Entries from a point annotation set:

* start *

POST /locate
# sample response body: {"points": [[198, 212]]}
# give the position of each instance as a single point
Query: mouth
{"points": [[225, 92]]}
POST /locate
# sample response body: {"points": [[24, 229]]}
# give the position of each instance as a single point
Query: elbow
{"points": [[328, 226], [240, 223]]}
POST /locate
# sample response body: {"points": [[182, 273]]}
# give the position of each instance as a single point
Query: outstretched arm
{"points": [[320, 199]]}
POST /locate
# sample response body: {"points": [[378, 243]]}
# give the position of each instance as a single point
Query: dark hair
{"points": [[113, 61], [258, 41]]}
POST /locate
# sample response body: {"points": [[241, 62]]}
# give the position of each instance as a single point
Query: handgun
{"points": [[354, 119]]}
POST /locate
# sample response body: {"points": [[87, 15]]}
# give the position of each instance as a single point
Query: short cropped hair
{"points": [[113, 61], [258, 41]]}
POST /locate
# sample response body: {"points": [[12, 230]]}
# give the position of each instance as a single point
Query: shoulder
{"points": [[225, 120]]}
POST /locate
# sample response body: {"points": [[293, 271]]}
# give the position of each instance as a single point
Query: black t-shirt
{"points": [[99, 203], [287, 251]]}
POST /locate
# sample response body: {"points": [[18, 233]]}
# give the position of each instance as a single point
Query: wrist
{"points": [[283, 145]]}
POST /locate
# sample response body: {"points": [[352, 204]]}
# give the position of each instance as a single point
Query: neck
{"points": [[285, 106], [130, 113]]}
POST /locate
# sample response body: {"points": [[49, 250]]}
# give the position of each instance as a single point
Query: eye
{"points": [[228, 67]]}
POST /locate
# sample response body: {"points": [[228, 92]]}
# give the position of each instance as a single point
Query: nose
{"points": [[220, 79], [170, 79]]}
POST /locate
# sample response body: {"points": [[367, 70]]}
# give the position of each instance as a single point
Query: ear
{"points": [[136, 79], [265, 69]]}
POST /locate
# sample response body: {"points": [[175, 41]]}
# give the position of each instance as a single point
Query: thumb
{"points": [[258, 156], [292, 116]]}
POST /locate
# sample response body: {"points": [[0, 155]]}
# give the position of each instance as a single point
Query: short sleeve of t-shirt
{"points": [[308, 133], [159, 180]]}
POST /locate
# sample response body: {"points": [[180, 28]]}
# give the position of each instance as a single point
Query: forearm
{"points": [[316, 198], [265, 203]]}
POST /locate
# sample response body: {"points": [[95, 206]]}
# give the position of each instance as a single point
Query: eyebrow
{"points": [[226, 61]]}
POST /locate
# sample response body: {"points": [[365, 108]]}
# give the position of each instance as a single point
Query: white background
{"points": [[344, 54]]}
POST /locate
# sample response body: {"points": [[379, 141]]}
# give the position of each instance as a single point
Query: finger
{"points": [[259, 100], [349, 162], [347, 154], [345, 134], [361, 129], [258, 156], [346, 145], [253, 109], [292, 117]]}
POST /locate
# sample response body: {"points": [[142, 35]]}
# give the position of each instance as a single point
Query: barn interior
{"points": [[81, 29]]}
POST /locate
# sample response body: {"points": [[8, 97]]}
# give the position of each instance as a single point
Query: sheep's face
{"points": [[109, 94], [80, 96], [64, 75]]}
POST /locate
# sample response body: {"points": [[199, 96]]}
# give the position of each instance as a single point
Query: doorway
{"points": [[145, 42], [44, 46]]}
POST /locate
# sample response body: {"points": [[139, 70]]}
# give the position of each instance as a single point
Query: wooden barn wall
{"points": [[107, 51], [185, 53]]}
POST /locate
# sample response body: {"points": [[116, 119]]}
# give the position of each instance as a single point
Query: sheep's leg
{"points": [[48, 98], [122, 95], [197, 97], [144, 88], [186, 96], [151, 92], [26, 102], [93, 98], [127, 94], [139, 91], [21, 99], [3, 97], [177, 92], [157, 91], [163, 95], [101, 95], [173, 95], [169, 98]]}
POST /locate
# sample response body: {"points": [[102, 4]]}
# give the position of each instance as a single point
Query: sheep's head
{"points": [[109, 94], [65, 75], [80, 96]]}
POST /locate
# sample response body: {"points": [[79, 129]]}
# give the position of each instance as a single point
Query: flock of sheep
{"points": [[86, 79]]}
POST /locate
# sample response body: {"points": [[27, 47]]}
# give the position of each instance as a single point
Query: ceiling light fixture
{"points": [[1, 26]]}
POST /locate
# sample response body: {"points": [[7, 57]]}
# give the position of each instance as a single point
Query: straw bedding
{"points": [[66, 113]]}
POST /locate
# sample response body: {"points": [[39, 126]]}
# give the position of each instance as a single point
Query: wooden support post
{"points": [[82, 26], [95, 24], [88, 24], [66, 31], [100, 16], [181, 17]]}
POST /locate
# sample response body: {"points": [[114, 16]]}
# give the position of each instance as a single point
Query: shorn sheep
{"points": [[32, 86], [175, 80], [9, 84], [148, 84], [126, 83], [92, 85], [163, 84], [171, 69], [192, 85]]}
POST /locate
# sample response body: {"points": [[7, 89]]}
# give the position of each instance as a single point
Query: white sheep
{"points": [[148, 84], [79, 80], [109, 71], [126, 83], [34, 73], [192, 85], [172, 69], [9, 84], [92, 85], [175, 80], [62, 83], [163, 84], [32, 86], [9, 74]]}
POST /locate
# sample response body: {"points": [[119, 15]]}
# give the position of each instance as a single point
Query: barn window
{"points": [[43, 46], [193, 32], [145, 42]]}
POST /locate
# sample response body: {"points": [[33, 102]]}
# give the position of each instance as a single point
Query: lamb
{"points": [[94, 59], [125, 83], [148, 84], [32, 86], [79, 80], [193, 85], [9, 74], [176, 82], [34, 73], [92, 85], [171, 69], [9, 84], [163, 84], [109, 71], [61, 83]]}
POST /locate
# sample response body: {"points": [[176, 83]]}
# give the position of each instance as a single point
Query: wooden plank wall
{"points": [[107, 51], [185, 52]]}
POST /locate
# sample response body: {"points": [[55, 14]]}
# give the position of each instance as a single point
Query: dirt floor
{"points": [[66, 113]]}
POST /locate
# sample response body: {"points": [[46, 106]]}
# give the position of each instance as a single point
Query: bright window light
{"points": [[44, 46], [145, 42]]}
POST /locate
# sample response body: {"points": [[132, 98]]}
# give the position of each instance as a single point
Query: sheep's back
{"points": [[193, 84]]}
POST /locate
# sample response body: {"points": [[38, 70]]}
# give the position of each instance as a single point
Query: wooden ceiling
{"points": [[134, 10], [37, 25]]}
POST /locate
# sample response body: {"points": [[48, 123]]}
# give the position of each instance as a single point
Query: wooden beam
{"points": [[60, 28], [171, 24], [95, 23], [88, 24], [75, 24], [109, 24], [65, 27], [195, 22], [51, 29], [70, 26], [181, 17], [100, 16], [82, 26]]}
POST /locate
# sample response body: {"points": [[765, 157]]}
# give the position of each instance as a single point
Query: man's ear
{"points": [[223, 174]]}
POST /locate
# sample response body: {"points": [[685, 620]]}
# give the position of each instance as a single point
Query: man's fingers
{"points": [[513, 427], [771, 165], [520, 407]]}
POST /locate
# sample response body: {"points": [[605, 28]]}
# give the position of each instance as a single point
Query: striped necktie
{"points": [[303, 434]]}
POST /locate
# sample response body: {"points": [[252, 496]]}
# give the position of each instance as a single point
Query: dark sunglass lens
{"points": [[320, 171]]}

* end *

• [What you should do]
Every entry needs to be retyped exactly.

• [The solution]
POST /locate
# sample response body: {"points": [[198, 212]]}
# give the position of each instance as a single point
Query: mouth
{"points": [[225, 92]]}
POST /locate
# sample response body: {"points": [[24, 229]]}
# give the position of each instance as a single point
Query: elbow
{"points": [[328, 226], [240, 223]]}
POST /locate
# sample response body: {"points": [[182, 273]]}
# give the position of each instance as a single point
Query: outstretched arm
{"points": [[320, 199]]}
POST /locate
# sample response body: {"points": [[378, 243]]}
# give the position of each instance as a single point
Query: dark hair
{"points": [[113, 61], [258, 41]]}
POST /locate
# sample response body: {"points": [[241, 62]]}
# give the position of each instance as a single point
Query: handgun
{"points": [[354, 119]]}
POST /locate
# sample response body: {"points": [[87, 15]]}
# give the position of each instance as a single point
Query: short cropped hair
{"points": [[113, 61], [258, 41]]}
POST /locate
# sample response body: {"points": [[12, 230]]}
# give the position of each instance as a single point
Query: shoulder
{"points": [[225, 120]]}
POST /locate
# sample response body: {"points": [[293, 271]]}
# give the position of each instance as a single point
Query: black t-shirt
{"points": [[99, 203], [287, 251]]}
POST /locate
# sample response body: {"points": [[18, 233]]}
# give the position of each instance as a single point
Query: wrist
{"points": [[283, 145]]}
POST /locate
# sample response body: {"points": [[352, 204]]}
# give the position of each instance as a single point
Query: neck
{"points": [[285, 106], [130, 113]]}
POST /locate
# sample response body: {"points": [[49, 250]]}
# give the position of each instance as a single point
Query: eye
{"points": [[228, 67]]}
POST /locate
# sample response body: {"points": [[228, 92]]}
# give the position of each instance as a single point
Query: nose
{"points": [[220, 79], [170, 79]]}
POST /locate
# sample response body: {"points": [[367, 70]]}
# give the position of each instance as a single point
Query: ear
{"points": [[136, 79], [265, 69]]}
POST /locate
# sample response body: {"points": [[175, 41]]}
# give the position of each instance as a single point
Query: thumb
{"points": [[258, 156], [292, 116]]}
POST /locate
# sample response body: {"points": [[0, 155]]}
# give the position of each instance as a single point
Query: short sleeve of t-shirt
{"points": [[308, 133], [159, 180]]}
POST /locate
# sample response body: {"points": [[180, 28]]}
# give the position of each instance as a single point
Query: forearm
{"points": [[316, 198], [265, 203]]}
POST /locate
# sample response body: {"points": [[95, 206]]}
# give the position of each instance as a single point
Query: eyebrow
{"points": [[226, 61]]}
POST /locate
# sample response body: {"points": [[365, 108]]}
# give the position of each instance as a single point
Query: white background
{"points": [[344, 54]]}
POST /locate
# sample response body: {"points": [[379, 141]]}
# give the position of each instance as a single point
Query: finger
{"points": [[259, 100], [349, 162], [347, 154], [345, 134], [361, 129], [258, 156], [346, 145], [253, 109], [292, 117]]}
POST /locate
# sample response body: {"points": [[142, 35]]}
# give the position of each instance as a single point
Query: barn interior
{"points": [[81, 29]]}
POST /locate
# sample response body: {"points": [[8, 97]]}
# give the position of each instance as a single point
Query: sheep's face
{"points": [[109, 94], [80, 96], [64, 75]]}
POST /locate
# sample response body: {"points": [[199, 96]]}
# give the position of each instance as a single point
Query: doorway
{"points": [[145, 42], [44, 46]]}
POST /locate
# sample response body: {"points": [[139, 70]]}
# give the position of each instance as a single point
Query: wooden barn wall
{"points": [[107, 51], [185, 53]]}
POST /locate
# sample response body: {"points": [[116, 119]]}
# give the position of each instance as a single point
Query: sheep's leg
{"points": [[48, 98], [122, 95], [197, 97], [144, 88], [186, 96], [151, 92], [26, 102], [93, 98], [127, 94], [139, 91], [21, 99], [3, 97], [177, 92], [157, 91], [163, 95], [101, 95], [173, 95], [169, 98]]}
POST /locate
# sample response body: {"points": [[102, 4]]}
# give the position of each instance as a single point
Query: sheep's head
{"points": [[109, 94], [65, 75], [80, 96]]}
POST /locate
# sample response body: {"points": [[79, 129]]}
# give the position of each instance as a single point
Query: flock of sheep
{"points": [[86, 79]]}
POST /locate
# sample response body: {"points": [[27, 47]]}
# give the position of each instance as a single point
Query: ceiling light fixture
{"points": [[1, 26]]}
POST /locate
# sample response body: {"points": [[7, 57]]}
# give the position of each instance as a single point
Query: straw bedding
{"points": [[66, 113]]}
POST /locate
# sample response body: {"points": [[39, 126]]}
# give the position of each instance as a single point
Query: wooden support post
{"points": [[82, 26], [95, 24], [88, 24], [66, 31], [100, 16], [181, 17]]}
POST /locate
# sample response body: {"points": [[114, 16]]}
# give the position of each instance as a single point
Query: shorn sheep
{"points": [[32, 86], [175, 80], [9, 84], [148, 84], [126, 83], [92, 85], [163, 84], [171, 69], [192, 85]]}
POST /locate
# sample response body: {"points": [[7, 89]]}
# give the position of each instance as a single point
Query: white sheep
{"points": [[148, 84], [79, 80], [109, 71], [126, 83], [34, 73], [192, 85], [172, 69], [9, 84], [92, 85], [175, 80], [62, 83], [163, 84], [32, 86], [9, 74]]}
POST /locate
# sample response body: {"points": [[119, 15]]}
# give the position of each instance as a single point
Query: barn window
{"points": [[43, 46], [193, 32], [145, 42]]}
POST /locate
# sample response body: {"points": [[33, 102]]}
# give the position of each instance as a single point
Query: lamb
{"points": [[94, 59], [125, 83], [148, 84], [32, 86], [79, 80], [193, 85], [9, 74], [176, 82], [34, 73], [92, 85], [171, 69], [9, 84], [163, 84], [109, 71], [61, 83]]}
POST /locate
# sample response body: {"points": [[176, 83]]}
# give the position of each instance as a single point
Query: wooden plank wall
{"points": [[107, 51], [185, 52]]}
POST /locate
# sample response body: {"points": [[55, 14]]}
# give the position of each instance as a single point
Query: dirt floor
{"points": [[66, 113]]}
POST /locate
# sample response body: {"points": [[46, 106]]}
# give the position of each instance as a single point
Query: bright window light
{"points": [[44, 46], [145, 42]]}
POST /locate
# sample response body: {"points": [[132, 98]]}
# give the position of each instance as a single point
Query: sheep's back
{"points": [[193, 84]]}
POST /locate
# sample response body: {"points": [[38, 70]]}
# give the position of each instance as a single point
Query: wooden ceiling
{"points": [[134, 10], [37, 25]]}
POST /locate
# sample response body: {"points": [[48, 123]]}
# give the position of each instance as a single point
Query: wooden beam
{"points": [[60, 28], [171, 24], [95, 23], [88, 24], [75, 24], [109, 24], [65, 27], [195, 22], [51, 29], [70, 26], [181, 17], [100, 16], [82, 26]]}
POST /locate
# sample response body: {"points": [[765, 157]]}
# give the position of each instance as a single point
Query: man's ear
{"points": [[223, 174]]}
POST /locate
# sample response body: {"points": [[685, 620]]}
# give the position of each instance as a single point
Query: man's fingers
{"points": [[513, 427], [771, 165], [520, 407]]}
POST /locate
# sample response body: {"points": [[605, 28]]}
# give the position of each instance as a single point
Query: striped necktie
{"points": [[303, 434]]}
POST /locate
# sample response body: {"points": [[252, 496]]}
# give the position of each instance as a single point
Query: dark sunglass lens
{"points": [[320, 171]]}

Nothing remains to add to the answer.